→ What to do
When you spot the word "palm" in a line of the data below, copy that line.
══════════════════════════════
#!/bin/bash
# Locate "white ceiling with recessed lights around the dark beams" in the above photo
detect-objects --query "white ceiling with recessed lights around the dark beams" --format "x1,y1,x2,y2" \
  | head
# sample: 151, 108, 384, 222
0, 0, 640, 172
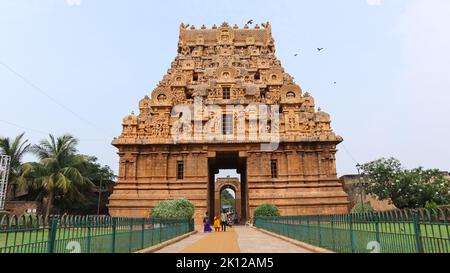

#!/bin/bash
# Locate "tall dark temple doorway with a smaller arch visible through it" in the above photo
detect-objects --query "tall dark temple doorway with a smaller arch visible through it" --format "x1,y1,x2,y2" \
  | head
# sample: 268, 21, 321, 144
208, 152, 248, 223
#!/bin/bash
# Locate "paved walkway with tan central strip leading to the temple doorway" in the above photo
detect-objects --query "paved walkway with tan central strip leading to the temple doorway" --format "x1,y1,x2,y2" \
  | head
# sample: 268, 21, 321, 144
157, 226, 310, 253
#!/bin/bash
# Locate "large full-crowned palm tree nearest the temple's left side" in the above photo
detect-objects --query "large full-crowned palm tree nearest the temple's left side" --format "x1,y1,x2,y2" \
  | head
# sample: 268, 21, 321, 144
19, 135, 92, 216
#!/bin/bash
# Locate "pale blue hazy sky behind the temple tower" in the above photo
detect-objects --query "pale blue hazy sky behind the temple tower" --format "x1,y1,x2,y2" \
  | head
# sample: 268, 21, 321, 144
0, 0, 450, 176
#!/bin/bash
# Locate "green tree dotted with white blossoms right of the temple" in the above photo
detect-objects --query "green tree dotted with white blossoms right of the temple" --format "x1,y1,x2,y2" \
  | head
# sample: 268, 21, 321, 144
362, 158, 450, 209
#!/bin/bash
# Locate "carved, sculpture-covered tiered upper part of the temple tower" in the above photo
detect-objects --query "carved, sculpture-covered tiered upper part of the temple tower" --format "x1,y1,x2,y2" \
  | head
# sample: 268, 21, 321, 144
113, 23, 342, 144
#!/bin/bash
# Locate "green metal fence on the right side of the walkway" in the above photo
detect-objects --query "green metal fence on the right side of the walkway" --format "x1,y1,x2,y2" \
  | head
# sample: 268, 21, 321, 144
255, 209, 450, 253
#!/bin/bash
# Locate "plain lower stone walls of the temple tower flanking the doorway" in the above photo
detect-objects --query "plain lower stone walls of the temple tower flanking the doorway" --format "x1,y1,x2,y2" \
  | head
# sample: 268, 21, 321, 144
109, 144, 349, 223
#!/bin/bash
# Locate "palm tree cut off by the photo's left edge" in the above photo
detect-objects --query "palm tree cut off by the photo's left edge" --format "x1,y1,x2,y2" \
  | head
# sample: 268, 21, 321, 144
0, 133, 31, 200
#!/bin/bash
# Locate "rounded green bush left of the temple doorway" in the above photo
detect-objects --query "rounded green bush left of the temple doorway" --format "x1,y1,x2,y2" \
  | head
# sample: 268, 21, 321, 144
152, 199, 194, 219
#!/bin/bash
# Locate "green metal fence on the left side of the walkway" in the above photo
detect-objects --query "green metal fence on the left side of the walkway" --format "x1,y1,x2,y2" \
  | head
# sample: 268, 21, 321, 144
0, 216, 194, 253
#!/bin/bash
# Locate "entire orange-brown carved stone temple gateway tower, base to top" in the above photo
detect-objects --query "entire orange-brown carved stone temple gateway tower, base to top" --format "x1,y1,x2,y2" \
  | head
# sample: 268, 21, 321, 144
109, 23, 348, 223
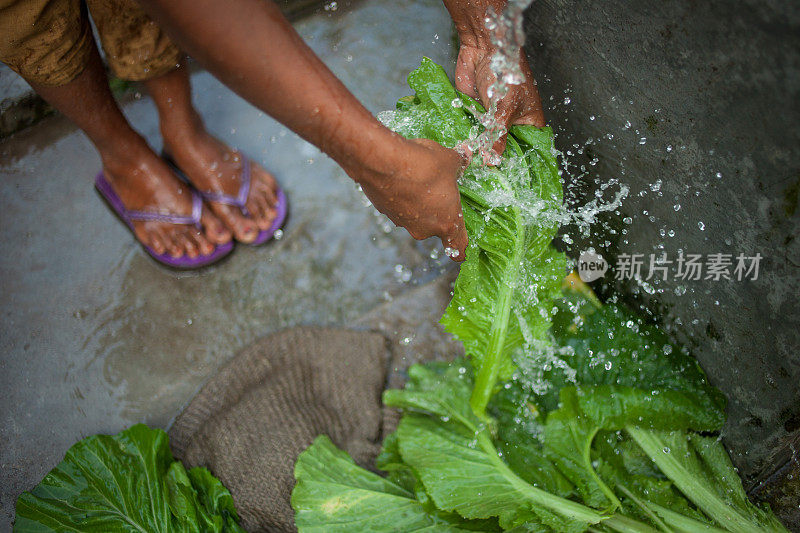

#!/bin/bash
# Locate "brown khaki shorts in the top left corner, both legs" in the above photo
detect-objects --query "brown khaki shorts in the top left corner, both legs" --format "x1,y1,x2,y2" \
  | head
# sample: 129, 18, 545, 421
0, 0, 181, 86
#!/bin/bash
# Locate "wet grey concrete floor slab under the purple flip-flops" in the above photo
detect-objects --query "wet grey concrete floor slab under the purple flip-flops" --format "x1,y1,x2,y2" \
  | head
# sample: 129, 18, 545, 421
0, 0, 454, 531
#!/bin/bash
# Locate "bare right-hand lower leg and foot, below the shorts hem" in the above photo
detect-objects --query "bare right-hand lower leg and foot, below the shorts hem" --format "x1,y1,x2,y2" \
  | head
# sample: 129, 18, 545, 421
144, 62, 277, 242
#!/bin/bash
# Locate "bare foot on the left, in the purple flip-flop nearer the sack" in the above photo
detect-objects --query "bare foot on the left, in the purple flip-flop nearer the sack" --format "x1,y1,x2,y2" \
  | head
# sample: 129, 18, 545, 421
101, 143, 232, 259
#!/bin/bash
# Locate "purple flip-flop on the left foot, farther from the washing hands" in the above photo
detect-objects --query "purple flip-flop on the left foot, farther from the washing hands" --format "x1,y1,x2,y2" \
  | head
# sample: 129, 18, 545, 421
94, 171, 233, 270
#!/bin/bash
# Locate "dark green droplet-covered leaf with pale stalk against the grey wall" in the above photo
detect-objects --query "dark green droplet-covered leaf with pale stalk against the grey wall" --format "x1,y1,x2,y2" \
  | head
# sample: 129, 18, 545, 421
540, 297, 783, 531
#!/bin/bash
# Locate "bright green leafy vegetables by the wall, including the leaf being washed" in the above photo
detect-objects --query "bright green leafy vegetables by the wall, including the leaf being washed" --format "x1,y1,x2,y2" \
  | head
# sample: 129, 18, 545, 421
292, 59, 785, 533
══════════════════════════════
→ Exercise result
# Locate "large full-crowned palm tree nearest the temple's left side" in the above photo
detect-objects --query "large full-crowned palm tree nearest the temple's left side" --format "x1,y1,x2,y2" \
# Locate "palm tree cut off by the photo's left edge" in the above photo
detect-objects --query "palm tree cut off by the photo's left edge" --format "x1,y1,x2,y2" \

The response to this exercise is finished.